* [PROBLEM TO WORK ON] Since the copy must match the original, write out each record word for word, skipping only the pictures.

* [DATA]
*** Begin section ***

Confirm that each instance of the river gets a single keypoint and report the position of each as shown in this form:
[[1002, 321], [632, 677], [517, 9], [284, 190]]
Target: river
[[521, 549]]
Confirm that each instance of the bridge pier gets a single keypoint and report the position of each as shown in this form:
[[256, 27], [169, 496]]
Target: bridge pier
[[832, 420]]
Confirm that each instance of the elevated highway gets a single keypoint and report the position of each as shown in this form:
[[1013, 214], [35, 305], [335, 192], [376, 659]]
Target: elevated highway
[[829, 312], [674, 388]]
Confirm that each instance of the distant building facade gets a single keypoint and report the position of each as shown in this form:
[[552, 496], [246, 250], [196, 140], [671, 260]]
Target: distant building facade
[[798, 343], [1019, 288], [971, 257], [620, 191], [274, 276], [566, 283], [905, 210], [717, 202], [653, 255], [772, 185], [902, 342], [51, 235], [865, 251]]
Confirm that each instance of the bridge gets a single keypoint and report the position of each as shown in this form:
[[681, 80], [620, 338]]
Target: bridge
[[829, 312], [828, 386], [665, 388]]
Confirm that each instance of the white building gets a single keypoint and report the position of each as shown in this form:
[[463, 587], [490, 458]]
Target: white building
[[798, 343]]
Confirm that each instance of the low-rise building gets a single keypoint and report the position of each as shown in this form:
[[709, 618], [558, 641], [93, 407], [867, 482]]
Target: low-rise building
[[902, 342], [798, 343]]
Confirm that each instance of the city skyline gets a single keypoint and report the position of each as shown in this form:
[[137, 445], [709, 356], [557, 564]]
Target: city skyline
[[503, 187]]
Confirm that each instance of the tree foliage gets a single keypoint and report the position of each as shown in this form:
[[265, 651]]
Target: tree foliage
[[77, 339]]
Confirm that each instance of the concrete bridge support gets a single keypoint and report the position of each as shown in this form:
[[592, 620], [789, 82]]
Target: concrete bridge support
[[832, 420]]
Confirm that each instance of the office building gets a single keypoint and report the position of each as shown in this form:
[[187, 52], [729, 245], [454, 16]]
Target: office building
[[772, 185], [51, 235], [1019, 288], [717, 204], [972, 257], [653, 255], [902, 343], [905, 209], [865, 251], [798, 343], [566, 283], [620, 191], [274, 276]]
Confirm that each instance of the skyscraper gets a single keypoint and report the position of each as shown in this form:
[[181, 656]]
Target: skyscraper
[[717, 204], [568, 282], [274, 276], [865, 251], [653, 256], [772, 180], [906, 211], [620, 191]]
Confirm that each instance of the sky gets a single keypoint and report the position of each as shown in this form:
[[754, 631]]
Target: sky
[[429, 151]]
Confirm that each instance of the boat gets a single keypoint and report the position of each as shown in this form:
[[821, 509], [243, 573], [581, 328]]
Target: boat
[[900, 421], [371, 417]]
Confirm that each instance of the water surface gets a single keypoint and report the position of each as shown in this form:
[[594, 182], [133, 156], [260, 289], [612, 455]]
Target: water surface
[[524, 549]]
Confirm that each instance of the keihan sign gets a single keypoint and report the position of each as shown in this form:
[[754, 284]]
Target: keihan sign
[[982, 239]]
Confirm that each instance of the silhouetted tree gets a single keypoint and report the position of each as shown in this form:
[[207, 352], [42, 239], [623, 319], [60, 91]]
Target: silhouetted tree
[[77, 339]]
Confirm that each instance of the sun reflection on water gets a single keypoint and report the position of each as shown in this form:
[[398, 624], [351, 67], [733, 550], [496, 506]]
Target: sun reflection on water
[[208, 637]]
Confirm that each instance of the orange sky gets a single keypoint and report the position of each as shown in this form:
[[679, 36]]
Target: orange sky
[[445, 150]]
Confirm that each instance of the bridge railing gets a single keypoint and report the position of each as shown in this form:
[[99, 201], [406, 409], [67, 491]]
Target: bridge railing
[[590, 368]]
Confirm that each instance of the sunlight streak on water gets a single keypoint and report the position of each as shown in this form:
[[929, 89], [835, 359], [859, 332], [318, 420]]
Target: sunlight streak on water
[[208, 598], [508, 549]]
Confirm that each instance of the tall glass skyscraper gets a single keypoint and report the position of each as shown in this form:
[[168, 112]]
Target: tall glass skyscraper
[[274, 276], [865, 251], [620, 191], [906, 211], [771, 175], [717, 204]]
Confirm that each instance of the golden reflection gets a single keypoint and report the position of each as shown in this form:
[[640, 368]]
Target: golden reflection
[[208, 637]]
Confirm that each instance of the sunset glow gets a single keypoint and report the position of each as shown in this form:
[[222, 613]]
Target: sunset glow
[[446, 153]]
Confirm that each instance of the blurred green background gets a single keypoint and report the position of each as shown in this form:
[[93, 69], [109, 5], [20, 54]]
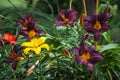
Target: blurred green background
[[11, 10]]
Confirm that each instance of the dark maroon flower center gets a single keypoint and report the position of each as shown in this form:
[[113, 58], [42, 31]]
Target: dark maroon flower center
[[97, 25]]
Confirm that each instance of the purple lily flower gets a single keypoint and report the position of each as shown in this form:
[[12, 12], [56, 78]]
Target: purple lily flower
[[87, 55], [1, 42], [15, 56], [66, 17], [31, 32], [97, 24]]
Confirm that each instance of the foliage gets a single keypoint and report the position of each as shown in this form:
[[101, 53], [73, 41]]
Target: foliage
[[55, 64]]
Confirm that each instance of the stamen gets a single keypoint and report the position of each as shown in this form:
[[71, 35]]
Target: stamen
[[31, 34], [64, 18], [86, 56]]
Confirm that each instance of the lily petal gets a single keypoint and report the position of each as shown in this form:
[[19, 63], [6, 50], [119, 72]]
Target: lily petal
[[27, 44], [45, 46], [41, 40]]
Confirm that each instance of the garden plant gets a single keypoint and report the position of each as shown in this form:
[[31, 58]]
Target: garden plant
[[68, 45]]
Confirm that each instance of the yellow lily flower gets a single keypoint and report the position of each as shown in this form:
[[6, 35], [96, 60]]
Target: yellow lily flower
[[35, 45]]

*** End section ***

* [TASK RESPONSE]
Confirm that each instance of the river gets a single keypoint and report the position of each as shown in this form:
[[1002, 321], [632, 677], [517, 9], [284, 190]]
Target: river
[[521, 549]]
Confirm that each instance of the bridge pier gets a single keypoint and report the position of each as shown in this form:
[[256, 27], [169, 496]]
Target: bridge pier
[[832, 420]]
Confirm that each instance of the elevated highway gets a single keypoint and report the position of each as shown in this form:
[[1013, 214], [35, 305], [335, 192], [376, 659]]
Target: elevated highway
[[829, 312], [674, 388]]
Confirm that each instance of the distant building facade gets a single keypoint and report the position of each as shown in this form:
[[552, 496], [246, 250], [196, 140], [671, 260]]
Target: distant building facade
[[798, 343], [1019, 288], [971, 257], [620, 191], [274, 276], [566, 283], [905, 210], [717, 202], [653, 255], [772, 185], [902, 342], [51, 235], [865, 251]]
Confirm that each instance of the bridge gets a single keypoint and report the position of each as shown in this form:
[[681, 80], [620, 338]]
Target: bridge
[[829, 312], [828, 386], [665, 388]]
Confirm that each instance of the white building gets a single keypoint and report the position of each as shown in this form:
[[463, 587], [490, 458]]
Target: white building
[[798, 343]]
Confirm that each instance of the low-rise building gets a single keypoint and report the position of each as shown in this form:
[[709, 618], [558, 641], [93, 407], [867, 482]]
Target: low-rise building
[[902, 342], [798, 343]]
Confirm that each instance of the city skyline gets a single keypoint and report the position of each as shown in this form:
[[137, 445], [709, 356], [557, 564]]
Target: city skyline
[[503, 187]]
Confirm that each instance of the tree foliage gets a single keypoint and report the position of each as shown in this form:
[[265, 651]]
Target: tree foliage
[[77, 339]]
Confirm that each instance of the concrete bridge support gets a single keypoint and report the position of each as shown in this form:
[[592, 620], [789, 82]]
Target: concrete bridge support
[[832, 420]]
Confirm that each instance of the office building gets a single keypoint and report the position of each as shown in this form:
[[187, 52], [729, 245], [454, 16]]
Target: office building
[[772, 185], [51, 235], [1019, 288], [717, 204], [972, 257], [653, 255], [902, 343], [905, 209], [865, 251], [798, 343], [566, 283], [620, 191], [274, 276]]
Confirm that each instance of the skyscraper gets a single keypoint and report the position of each as shown in this form:
[[181, 656]]
Target: skyscraper
[[717, 204], [568, 282], [274, 276], [865, 251], [653, 256], [772, 180], [906, 211], [620, 191]]
Confirm that each instance of the sky gets a single keypoint and report the position of each as shown in this form:
[[754, 631]]
Target: sky
[[429, 151]]
Confirm that each instance of the boat gets a single keypoint and report the position of each as shown in this form:
[[821, 509], [243, 573], [581, 328]]
Target: boat
[[900, 421], [371, 417]]
Confirm that each instance of the water surface gets a single keypoint and report the position of each as shown in this form:
[[594, 182], [133, 156], [260, 289], [612, 455]]
Target: water surface
[[524, 549]]
Confirm that each instance of the keihan sign gets a single keypoint and report the position of each as shown in this form:
[[754, 284]]
Target: keihan sign
[[982, 239]]
Confirm that each instance of the silhouetted tree gets a single keypoint and report the position of each as shown in this form:
[[207, 352], [42, 239], [623, 319], [60, 91]]
Target: silhouetted tree
[[77, 339]]
Confirm that each instance of the sun reflection on water gets a single keypoint and report the position of each as shown in this form:
[[398, 624], [351, 67], [733, 550], [496, 506]]
Target: sun reflection on water
[[208, 637]]
Confirm that each instance of the orange sky gets a single keypoint and report the position of each as shown in this form:
[[679, 36]]
Target: orange sky
[[445, 150]]
Confirm that each instance of the bridge railing gets a single keypoint and report the position of each as shown in this form:
[[99, 201], [406, 409], [67, 491]]
Target: bridge railing
[[590, 368]]
Confirm that each instance of the sunlight streak on water gets a single keypoint and report the position of each as shown in this form:
[[929, 89], [835, 359], [859, 332], [318, 420]]
Target: sunlight streak on water
[[208, 598], [508, 549]]
Confirm that each instance of the tall glass skyscraper gets a single keypoint and report the position of each as shown in this form:
[[168, 112]]
Target: tall glass skyscraper
[[274, 276], [865, 251], [620, 191], [906, 211], [771, 175], [717, 204]]
Confirm that each instance of the golden reflection gets a single keypoint and report the position of each as shown in this form:
[[640, 368]]
Target: golden reflection
[[208, 637]]
Confirm that each instance of the sunset glow gets a single keypoint and report the position of each as shown in this form:
[[222, 613]]
Target: sunset glow
[[446, 153]]
Confirm that each instance of the blurred green background gets a single keypoint and report the position of each as shown in this form:
[[93, 69], [109, 5], [20, 54]]
Target: blurred green background
[[11, 10]]
Confirm that each instance of the dark maroon flower center gets a single keypoint and report the position of each as shown in this form:
[[113, 58], [42, 31]]
Target: dark maroon flower center
[[97, 25]]
Confirm that each instance of the purple lily flower gets a single keypoint and report the position of each as shown in this form:
[[12, 12], [56, 78]]
Target: purple lily flower
[[87, 55], [1, 42], [15, 56], [66, 17], [31, 32], [97, 24]]
Confirm that each instance of the foliage gets a single keypoint and report the position of each as shown in this form:
[[101, 53], [73, 41]]
Target: foliage
[[55, 64]]
Confirm that each instance of the stamen gets a single keypoint and report the position of each as shown in this form:
[[71, 35]]
Target: stamen
[[31, 34], [64, 18], [86, 56]]
Confirm that each instance of the lily petal gets a single keypoint and report the position of each as shown in this form:
[[19, 63], [6, 50], [119, 72]]
Target: lily petal
[[27, 44], [45, 46], [41, 40]]
Confirm that each instance of the garden plant gets a single keypoint and report the position of each as shown in this form:
[[31, 58]]
Target: garden plant
[[68, 45]]
Confirm that each instance of the yellow lily flower gets a single keypoint and report the position of each as shown in this form:
[[6, 35], [96, 60]]
Target: yellow lily flower
[[35, 45]]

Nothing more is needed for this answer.